Sur le dernier film d’Alain Cavalier
C’est un film à la fois très personnel et très intime qu’Irène d’Alain Cavalier, je dirais même : crûment, presque durement personnel et intime, jusqu’à une sorte de violence ouverte dans la douceur, et à tous. Irène vient après Le Filmeur mais en somme par Le Filmeur, issu de l’épuration du Filmeur, et donc elliptique et rapide, mais dans un temps lent quoique le film soit bien plus bref que Le Filmeur, et sondant au tréfonds de l’instant, jusqu’au fond où gît un secret.
C’est le film en effet d’un secret, le secret d’Irène. On se gardera d’en dire beaucoup plus. C’est le film d’un secret et d’une douleur existentielle soudain interrompue par l’Accident, qu’on prendra comme un signe du Destin, ou pas. Alain Cavalier ne le dit pas mais c’est là aussi, sans que ce soit dit comme ça. Tout est dit dans ce film, sans tout dire. Voici ce qui s’est passé, mais que s’est-il vraiment passé ? Il faudrait le demander au ciel et à la petite cour qu’il y a là, il faudrait le demander aux choses, il faudrait le demander aux arbres qui restent là, il faudrait le demander à la route et à son Croisement Fatal, comme disent les journaux, il faudrait le demander à Irène, ce qu’elle pensait à ce moment-là où elle est partie impatiente sans attendre Alain, il faudrait le demander à Alain qui a tant tardé à la rejoindre, il faudrait le demander au Destin qui manigance tout ça mais est-ce que tout ça s’expliquerait ?
Il y a dans Irène, par le cinéma, plan par plan et c’est de la musique, des choses à montrer pour dire d’autres choses. On voit un oiseau peint sur un vase bleu qui dit quelque chose à Alain et on voit un oiseau jaune qui dit quelque chose d’Irène. Le bleu et le jaune de ces oiseaux est doux au toucher, comme est douce au toucher cette couette qui a elle aussi quelque chose à dire.

== Consigne 1 ==
Répondez aux questions suivantes d'après l'article sur Irène d'Alain Cavalier.
(a) Après quel film Irène vient-il ?
(b) De quelle couleur est le vase sur lequel un oiseau est peint ?
(c) Quel objet est doux au toucher comme le bleu et le jaune des oiseaux ?

== Entrées de pointage d'objets nommés ==
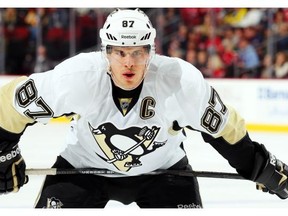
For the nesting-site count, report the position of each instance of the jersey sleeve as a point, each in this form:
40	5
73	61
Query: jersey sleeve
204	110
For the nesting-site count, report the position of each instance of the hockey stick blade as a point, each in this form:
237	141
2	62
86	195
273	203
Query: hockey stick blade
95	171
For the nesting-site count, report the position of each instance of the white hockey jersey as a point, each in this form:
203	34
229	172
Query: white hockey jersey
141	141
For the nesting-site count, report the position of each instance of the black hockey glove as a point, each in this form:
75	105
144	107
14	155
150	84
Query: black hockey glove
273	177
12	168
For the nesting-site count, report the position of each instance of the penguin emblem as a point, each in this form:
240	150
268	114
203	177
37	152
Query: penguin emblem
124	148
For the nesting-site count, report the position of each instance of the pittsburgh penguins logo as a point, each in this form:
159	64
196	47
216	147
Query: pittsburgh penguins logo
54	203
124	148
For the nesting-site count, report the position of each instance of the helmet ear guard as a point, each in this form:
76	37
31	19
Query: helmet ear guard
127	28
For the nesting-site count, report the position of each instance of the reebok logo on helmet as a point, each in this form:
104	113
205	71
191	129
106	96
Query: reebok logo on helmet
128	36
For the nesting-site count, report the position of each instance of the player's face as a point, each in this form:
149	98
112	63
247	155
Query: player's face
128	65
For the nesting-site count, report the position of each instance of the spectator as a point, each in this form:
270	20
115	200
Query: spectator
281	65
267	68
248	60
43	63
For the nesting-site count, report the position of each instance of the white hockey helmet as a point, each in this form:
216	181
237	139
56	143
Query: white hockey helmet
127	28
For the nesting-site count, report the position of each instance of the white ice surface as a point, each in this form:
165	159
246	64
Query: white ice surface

== Consigne 2 ==
Modifiez les enregistrements, de la ligne contenant "of the reebok" jusqu'à la fin des enregistrements inclus, en remplaçant "spectator" par "fan" sans rien changer d'autre. Ne redonnez que ces lignes.

== Réponse attendue 1 ==
(a) Le Filmeur.
(b) Bleu.
(c) La couette.

== Réponse attendue 2 ==
For the nesting-site count, report the position of each instance of the reebok logo on helmet as a point, each in this form:
104	113
205	71
191	129
106	96
Query: reebok logo on helmet
128	36
For the nesting-site count, report the position of each instance of the player's face as a point, each in this form:
149	98
112	63
247	155
Query: player's face
128	65
For the nesting-site count, report the position of each instance of the fan as a point, each in this form:
270	20
115	200
Query: fan
281	65
267	68
248	60
43	63
For the nesting-site count, report the position of each instance of the white hockey helmet as a point, each in this form:
216	181
237	139
56	143
Query: white hockey helmet
127	28
For the nesting-site count, report the position of each instance of the white ice surface as a point, each in this form:
165	159
246	64
Query: white ice surface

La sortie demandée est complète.